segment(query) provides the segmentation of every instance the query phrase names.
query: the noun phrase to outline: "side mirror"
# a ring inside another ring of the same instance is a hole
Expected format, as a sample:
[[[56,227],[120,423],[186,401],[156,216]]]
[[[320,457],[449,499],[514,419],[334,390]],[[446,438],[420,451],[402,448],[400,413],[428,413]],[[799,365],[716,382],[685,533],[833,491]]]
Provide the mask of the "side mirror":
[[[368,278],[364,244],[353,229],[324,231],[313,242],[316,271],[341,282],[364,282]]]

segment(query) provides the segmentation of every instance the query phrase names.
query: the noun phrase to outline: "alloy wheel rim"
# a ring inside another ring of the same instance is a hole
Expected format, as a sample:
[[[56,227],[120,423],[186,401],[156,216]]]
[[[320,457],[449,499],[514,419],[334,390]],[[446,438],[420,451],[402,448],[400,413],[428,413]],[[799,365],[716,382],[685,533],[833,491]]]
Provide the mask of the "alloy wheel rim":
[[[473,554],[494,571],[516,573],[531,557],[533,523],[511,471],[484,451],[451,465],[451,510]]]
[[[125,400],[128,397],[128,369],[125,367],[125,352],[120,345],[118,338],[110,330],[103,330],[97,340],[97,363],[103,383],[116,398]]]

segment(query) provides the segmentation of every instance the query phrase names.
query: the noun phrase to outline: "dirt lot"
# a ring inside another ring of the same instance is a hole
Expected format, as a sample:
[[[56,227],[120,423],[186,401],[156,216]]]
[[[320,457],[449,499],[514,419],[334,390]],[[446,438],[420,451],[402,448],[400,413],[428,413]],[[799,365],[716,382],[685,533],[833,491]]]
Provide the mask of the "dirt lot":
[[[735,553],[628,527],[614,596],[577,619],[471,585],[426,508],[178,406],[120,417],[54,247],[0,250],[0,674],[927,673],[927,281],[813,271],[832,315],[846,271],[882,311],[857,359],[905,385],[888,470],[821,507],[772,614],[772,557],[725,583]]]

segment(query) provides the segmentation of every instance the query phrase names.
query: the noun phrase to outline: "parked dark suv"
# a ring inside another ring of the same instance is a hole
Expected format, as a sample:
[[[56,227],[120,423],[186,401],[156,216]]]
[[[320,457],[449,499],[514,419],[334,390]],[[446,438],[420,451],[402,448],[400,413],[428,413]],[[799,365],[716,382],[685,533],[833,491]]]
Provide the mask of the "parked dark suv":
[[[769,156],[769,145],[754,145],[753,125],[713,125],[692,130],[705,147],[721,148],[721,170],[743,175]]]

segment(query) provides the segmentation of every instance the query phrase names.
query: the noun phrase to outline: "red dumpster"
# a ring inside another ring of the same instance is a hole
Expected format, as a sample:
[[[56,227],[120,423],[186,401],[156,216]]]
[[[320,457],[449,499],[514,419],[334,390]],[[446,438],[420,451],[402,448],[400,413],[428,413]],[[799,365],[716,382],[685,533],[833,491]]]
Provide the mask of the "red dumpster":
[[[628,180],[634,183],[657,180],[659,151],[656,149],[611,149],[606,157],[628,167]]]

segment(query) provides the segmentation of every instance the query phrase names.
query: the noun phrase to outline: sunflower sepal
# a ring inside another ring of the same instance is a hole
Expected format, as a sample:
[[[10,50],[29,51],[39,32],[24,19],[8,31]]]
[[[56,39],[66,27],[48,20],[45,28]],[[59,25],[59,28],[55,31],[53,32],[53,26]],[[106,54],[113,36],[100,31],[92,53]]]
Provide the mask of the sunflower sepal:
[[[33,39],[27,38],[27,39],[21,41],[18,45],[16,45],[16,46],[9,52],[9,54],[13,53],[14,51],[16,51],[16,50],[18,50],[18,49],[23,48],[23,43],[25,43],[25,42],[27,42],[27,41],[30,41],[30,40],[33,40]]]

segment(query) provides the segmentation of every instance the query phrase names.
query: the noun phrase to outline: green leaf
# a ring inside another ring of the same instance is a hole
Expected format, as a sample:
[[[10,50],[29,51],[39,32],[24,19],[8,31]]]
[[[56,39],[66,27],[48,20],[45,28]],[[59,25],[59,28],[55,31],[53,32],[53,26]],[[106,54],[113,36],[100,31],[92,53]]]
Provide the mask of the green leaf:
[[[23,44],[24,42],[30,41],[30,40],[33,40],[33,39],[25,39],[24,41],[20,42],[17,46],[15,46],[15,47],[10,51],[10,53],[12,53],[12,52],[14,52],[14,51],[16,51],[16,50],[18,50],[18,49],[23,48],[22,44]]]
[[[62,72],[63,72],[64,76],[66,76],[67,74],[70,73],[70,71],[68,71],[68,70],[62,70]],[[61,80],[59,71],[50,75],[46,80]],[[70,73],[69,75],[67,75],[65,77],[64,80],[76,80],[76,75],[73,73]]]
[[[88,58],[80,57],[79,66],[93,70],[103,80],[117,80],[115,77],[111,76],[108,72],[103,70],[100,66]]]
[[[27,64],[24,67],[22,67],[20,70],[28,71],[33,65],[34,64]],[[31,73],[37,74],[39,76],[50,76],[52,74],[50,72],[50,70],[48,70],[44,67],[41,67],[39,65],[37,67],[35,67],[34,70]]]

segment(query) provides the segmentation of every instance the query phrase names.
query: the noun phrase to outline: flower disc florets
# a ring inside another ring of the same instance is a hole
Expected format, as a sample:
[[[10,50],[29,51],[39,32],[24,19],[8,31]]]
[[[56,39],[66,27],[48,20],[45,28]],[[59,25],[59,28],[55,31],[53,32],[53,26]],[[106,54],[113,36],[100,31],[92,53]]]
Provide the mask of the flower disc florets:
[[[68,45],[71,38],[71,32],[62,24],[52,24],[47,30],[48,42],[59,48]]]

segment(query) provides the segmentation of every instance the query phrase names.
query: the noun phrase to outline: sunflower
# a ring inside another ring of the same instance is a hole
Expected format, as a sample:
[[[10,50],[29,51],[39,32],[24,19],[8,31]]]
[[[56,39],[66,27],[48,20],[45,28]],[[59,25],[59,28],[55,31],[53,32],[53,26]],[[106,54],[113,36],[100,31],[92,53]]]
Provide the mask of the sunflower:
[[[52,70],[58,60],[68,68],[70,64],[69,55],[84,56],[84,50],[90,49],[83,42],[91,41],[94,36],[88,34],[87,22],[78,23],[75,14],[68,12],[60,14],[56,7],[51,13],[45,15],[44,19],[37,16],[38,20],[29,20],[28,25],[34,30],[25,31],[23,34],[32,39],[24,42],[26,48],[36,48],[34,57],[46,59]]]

▶ [Task description]: Give only the number of lines in the items above that contain the string "green". Case counts.

▶ [Completed exercise]: 2